Problem statement: A complete, word-for-word restatement of the entries is needed.

********

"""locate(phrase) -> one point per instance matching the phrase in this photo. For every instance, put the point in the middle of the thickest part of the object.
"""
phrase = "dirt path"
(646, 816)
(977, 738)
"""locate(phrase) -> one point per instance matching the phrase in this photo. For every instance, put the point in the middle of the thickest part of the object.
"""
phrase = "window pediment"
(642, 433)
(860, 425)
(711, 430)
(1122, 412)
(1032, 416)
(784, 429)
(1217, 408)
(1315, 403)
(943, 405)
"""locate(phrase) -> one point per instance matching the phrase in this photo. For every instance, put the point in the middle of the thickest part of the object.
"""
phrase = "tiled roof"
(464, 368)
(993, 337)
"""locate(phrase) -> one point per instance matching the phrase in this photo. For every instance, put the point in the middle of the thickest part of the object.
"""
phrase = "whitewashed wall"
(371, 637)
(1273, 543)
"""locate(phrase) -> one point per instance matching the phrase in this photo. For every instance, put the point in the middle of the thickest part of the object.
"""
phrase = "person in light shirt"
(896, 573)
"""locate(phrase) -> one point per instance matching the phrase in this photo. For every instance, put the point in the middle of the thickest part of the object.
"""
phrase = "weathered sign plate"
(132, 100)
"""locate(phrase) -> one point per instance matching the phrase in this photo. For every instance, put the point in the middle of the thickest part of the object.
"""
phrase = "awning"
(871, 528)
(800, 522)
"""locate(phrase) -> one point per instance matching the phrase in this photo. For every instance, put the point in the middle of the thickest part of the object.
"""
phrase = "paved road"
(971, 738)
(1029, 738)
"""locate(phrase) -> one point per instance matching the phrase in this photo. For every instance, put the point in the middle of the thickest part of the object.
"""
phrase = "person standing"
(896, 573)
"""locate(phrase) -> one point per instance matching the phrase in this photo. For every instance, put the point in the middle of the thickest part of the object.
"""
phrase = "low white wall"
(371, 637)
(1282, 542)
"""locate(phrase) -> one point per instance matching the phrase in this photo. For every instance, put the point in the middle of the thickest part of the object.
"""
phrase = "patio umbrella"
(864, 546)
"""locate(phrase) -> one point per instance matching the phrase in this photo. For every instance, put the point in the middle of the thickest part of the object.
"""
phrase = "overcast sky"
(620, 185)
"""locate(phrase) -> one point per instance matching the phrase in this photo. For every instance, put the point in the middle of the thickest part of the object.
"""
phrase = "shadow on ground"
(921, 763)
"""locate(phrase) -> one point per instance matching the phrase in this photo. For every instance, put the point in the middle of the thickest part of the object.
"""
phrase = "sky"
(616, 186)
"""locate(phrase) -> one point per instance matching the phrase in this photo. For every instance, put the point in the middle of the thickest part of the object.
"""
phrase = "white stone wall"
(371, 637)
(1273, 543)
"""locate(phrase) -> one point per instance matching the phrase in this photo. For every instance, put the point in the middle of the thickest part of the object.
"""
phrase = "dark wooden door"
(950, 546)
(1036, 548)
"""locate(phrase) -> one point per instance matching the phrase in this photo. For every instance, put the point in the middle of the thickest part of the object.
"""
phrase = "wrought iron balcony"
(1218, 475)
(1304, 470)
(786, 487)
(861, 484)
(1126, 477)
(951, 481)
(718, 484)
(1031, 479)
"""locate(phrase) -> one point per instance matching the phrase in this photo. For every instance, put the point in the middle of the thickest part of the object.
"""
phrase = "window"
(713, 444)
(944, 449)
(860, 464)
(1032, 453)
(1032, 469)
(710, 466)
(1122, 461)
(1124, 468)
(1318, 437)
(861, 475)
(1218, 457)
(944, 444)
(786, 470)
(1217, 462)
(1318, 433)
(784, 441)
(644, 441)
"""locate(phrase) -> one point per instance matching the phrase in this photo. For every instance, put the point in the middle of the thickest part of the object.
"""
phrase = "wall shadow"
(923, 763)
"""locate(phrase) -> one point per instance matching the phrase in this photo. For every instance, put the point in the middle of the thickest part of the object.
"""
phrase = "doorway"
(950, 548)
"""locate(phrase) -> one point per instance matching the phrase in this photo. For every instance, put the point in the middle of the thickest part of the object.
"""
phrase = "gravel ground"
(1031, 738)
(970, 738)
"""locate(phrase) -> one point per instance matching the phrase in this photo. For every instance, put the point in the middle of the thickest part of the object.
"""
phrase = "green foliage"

********

Exercise answer:
"""locate(phrase) -> one point per instance matching the phrase in this photo. For every instance, put the point in the middle of the thickest part of the object.
"""
phrase = "dirt path"
(646, 816)
(977, 738)
"""locate(phrase) -> one point per instance matching the phrase in this photo. For every instance, put the point in the middle of the thickest part of the object.
"""
phrase = "window pediment"
(642, 433)
(860, 425)
(711, 430)
(1122, 412)
(1032, 416)
(784, 429)
(1217, 408)
(1315, 403)
(943, 405)
"""locate(phrase) -> one point per instance matching the phrase in this photo. For every instance, put the point in the middle of the thickest part of the object.
"""
phrase = "tiled roof"
(464, 368)
(993, 337)
"""locate(phrase) -> one point per instance matching the phrase in this photo. For every instance, put the point in the middle of the thickest part of the object.
"""
phrase = "whitewashed wall"
(371, 637)
(1273, 543)
"""locate(phrase) -> one point per instance matching the phrase in this photo. For every instance, put the point in the middle of the thickest part of the object.
"""
phrase = "person in light shirt"
(896, 573)
"""locate(phrase) -> one point per instance matching the phrase in this photo. For every instance, put the point in the middle of the thickest part of the object.
"""
phrase = "weathered sign plate"
(132, 100)
"""locate(phrase) -> one point per instance matching the phrase in this photo. For every instance, put the point in the middle of the thickest part of the object.
"""
phrase = "awning"
(871, 528)
(800, 522)
"""locate(phrase) -> one point per instance matching the phrase in this photo. For every instance, put the point in the middle of the thickest part of the object.
"""
phrase = "paved road"
(971, 738)
(1029, 738)
"""locate(phrase) -> one point per instance matching the phrase in this photo. For every instance, put the point in the middle of the thickest part of the object.
"""
phrase = "person standing"
(896, 573)
"""locate(phrase) -> one point per instance matching the phrase in this photo. For every instance, put the point in the middle of the thickest part of the object.
"""
phrase = "low white wall"
(371, 637)
(1282, 542)
"""locate(phrase) -> one point per instance matching the phrase in this photo. For every instance, put the point in the middle of the thickest part of the object.
"""
phrase = "patio umbrella"
(864, 546)
"""locate(phrase) -> one point per instance matching the phrase in this photo. For every instance, put the point in the middle of the thickest part of the object.
"""
phrase = "overcast sky"
(620, 185)
"""locate(phrase) -> one point per instance matching the phrase in this photo. For every instance, put the point in the middle of the thickest part of the object.
"""
phrase = "shadow on ground"
(921, 763)
"""locate(phrase) -> one point per instance matching the phrase in this photo. For every instance, put the point in the middle of the thickest part of the object.
"""
phrase = "sky"
(616, 186)
"""locate(phrase) -> one point per instance matching the phrase in this photo. For every instance, put the point in the middle of the thickest part of the object.
"""
phrase = "white stone wall"
(371, 637)
(1273, 543)
"""locate(phrase) -> one point per instance matching the phrase in this photo. For every instance, put the point in the middle of the thickest part of the object.
"""
phrase = "dark wooden door"
(950, 546)
(1036, 548)
"""locate(phrase) -> one point per instance matching the phrase in this photo. For every instance, put the point in the middle of the thickest part of the object.
"""
phrase = "wrought iron balcony"
(1218, 475)
(1304, 470)
(786, 487)
(861, 484)
(1126, 477)
(951, 481)
(718, 484)
(1031, 479)
"""locate(phrase) -> one point per instance matching the phrase in this photo. For every instance, put the point in the middle of the thickest part of the object.
"""
phrase = "window"
(713, 444)
(944, 449)
(860, 464)
(1032, 453)
(1032, 469)
(710, 466)
(1122, 461)
(1124, 468)
(1318, 437)
(861, 475)
(1218, 457)
(944, 444)
(786, 470)
(1217, 462)
(1318, 433)
(784, 441)
(644, 441)
"""locate(phrase) -> one point per instance matching the phrase in this photo. For every instance, put the point in the middle of the thickest part of the object.
"""
phrase = "wall shadow"
(923, 763)
"""locate(phrase) -> one point per instance matching the phrase in this photo. For every instance, put the point in the middle of the thickest part of the object.
"""
phrase = "doorway"
(950, 548)
"""locate(phrase) -> one point per instance matching the phrase in this photo. For every instance, put the point in the middle of the thickest part of the object.
"""
phrase = "gravel ground"
(1031, 738)
(970, 738)
"""locate(phrase) -> one point per instance matching the phrase in this photo. For every instance, put the point in the middle of the thickest part of the object.
"""
phrase = "green foliage"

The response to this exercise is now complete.